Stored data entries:
* Start *

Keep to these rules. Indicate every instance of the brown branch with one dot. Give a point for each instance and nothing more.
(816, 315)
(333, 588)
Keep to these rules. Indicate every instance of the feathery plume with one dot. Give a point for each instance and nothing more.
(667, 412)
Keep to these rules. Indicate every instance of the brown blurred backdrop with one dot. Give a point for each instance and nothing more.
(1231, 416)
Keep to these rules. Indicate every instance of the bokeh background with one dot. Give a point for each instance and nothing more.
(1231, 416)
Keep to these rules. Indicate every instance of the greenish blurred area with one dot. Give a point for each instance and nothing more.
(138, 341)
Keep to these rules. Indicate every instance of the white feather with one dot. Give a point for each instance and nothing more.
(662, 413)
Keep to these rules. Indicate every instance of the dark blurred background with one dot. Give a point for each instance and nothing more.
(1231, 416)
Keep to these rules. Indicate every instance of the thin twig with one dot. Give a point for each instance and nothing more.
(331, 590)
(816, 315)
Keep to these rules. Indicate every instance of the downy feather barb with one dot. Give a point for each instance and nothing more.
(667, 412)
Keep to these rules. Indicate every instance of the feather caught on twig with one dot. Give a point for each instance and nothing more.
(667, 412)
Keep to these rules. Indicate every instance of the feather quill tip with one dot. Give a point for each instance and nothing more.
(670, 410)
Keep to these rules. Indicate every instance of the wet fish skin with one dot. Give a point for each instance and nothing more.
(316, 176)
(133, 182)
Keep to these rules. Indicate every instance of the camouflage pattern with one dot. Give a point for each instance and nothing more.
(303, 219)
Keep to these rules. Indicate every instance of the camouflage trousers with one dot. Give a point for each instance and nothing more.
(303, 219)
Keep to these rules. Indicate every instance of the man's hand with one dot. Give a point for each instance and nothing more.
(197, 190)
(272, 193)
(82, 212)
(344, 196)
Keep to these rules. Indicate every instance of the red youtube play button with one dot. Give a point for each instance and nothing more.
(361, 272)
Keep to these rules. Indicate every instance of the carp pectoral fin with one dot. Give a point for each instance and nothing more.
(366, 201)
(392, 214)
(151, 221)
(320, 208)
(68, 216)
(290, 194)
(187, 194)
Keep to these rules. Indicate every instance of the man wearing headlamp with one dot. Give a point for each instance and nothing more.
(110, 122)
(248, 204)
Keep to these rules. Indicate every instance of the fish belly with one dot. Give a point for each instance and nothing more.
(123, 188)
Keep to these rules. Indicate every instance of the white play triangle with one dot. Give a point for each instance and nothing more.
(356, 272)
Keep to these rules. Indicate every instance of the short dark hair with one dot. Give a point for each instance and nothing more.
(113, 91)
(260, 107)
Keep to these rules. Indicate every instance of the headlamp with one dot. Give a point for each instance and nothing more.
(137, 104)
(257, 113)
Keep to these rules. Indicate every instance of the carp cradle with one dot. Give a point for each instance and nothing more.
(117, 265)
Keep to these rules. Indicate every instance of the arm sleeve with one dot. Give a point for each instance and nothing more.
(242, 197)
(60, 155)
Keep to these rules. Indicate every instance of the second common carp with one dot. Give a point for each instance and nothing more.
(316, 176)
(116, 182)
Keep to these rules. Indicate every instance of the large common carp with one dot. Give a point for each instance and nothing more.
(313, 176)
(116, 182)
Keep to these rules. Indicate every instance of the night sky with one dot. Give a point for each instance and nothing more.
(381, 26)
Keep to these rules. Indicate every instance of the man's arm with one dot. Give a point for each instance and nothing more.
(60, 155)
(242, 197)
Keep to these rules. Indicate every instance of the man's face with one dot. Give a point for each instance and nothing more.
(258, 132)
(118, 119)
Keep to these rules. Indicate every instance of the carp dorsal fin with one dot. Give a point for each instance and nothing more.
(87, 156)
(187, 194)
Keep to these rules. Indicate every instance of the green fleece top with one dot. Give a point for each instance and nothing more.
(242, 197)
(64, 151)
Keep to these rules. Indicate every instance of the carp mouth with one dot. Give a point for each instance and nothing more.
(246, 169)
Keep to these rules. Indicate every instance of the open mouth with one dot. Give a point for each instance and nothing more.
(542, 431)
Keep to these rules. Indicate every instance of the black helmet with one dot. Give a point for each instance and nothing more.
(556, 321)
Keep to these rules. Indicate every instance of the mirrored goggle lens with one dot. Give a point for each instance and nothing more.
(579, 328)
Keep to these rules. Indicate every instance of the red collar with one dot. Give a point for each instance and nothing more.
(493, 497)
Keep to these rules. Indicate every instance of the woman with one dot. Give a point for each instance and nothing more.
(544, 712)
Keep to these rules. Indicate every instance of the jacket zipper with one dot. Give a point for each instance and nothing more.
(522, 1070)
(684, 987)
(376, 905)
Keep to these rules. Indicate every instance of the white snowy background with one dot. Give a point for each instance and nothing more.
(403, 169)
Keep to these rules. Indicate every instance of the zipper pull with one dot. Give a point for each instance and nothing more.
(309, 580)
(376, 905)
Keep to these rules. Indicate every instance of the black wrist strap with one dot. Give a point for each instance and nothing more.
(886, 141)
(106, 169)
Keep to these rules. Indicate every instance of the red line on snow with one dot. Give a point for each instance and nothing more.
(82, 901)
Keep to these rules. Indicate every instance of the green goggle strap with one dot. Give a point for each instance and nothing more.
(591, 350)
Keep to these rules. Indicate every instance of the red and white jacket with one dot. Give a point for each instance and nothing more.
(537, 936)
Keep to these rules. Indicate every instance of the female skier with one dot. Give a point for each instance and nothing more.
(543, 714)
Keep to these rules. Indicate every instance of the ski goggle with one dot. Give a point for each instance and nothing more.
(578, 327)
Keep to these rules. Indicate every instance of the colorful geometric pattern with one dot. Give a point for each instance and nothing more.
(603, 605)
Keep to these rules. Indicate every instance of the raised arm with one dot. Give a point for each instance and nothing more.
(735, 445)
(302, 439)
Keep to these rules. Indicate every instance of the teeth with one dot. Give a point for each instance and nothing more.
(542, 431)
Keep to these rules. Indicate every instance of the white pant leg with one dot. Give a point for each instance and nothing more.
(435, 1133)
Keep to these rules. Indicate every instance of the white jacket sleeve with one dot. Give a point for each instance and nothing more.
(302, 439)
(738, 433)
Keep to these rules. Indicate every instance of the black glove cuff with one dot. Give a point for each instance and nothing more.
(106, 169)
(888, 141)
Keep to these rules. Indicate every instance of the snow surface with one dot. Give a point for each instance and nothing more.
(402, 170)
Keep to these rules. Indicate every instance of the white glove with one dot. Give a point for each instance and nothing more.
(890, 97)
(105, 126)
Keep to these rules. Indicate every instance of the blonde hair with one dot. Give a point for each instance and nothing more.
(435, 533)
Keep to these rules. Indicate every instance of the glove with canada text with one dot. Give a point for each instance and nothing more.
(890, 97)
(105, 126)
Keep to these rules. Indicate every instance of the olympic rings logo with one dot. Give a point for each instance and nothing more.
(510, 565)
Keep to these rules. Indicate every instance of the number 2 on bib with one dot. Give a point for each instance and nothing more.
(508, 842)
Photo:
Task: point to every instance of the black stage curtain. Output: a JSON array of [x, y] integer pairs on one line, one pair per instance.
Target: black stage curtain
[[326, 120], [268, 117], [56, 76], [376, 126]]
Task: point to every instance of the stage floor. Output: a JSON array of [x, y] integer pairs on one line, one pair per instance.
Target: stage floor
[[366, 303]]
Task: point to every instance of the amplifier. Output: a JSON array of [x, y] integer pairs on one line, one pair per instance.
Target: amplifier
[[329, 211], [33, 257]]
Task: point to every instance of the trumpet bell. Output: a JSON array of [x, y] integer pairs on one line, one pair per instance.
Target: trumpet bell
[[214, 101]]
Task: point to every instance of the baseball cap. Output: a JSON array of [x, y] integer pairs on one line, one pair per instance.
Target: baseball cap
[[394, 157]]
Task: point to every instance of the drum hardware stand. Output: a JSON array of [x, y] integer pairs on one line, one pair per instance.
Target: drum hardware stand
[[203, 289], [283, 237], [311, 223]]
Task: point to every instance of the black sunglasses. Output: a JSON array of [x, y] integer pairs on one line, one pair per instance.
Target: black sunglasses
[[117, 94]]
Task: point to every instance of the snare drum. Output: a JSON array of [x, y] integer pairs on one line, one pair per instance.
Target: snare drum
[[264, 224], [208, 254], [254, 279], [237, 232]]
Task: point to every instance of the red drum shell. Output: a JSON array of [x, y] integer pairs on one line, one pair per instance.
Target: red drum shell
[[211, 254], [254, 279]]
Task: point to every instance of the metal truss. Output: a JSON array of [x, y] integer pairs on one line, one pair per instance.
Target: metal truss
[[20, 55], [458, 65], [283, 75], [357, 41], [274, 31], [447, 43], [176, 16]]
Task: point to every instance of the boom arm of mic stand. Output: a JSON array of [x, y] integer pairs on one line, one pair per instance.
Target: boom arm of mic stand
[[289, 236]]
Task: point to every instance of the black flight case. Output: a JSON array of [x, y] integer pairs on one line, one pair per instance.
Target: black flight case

* End *

Return every line from the one holding "Task: point to every instance of the black sunglasses." through the end of the data, exactly as it appears, with both ends kept and nothing else.

- **Solution to the problem**
Task: point to every instance of the black sunglasses. Output: a JSON array of [x, y] integer pairs on one line, one pair per instance.
Target: black sunglasses
[[117, 94]]
Task: point to every instance of the snare drum. Output: a JSON array of [x, y] integer pairs on one line, one pair per instance.
Target: snare drum
[[264, 224], [208, 254], [254, 279], [237, 232]]
Task: point to every instance of the red drum shell. Output: a JSON array of [x, y] integer pairs on one line, one pair per instance.
Target: red drum shell
[[211, 254], [254, 279]]
Task: point to every instance of the metal truss. Output: a JSON array of [x, y] integer pairs on one line, one pair per instance.
Target: metal truss
[[20, 55], [458, 65], [283, 75], [357, 41], [274, 31], [447, 43], [176, 16]]
Task: point to every instance of the boom arm of mic stand. Output: a JSON array of [x, y] integer pairs on one line, one pair per instance.
Target: boom arm of mic stand
[[289, 236]]
Task: point to every instance of the black flight case. Output: a JSON array of [x, y] integer pairs on one line, one pair per instance.
Target: black flight case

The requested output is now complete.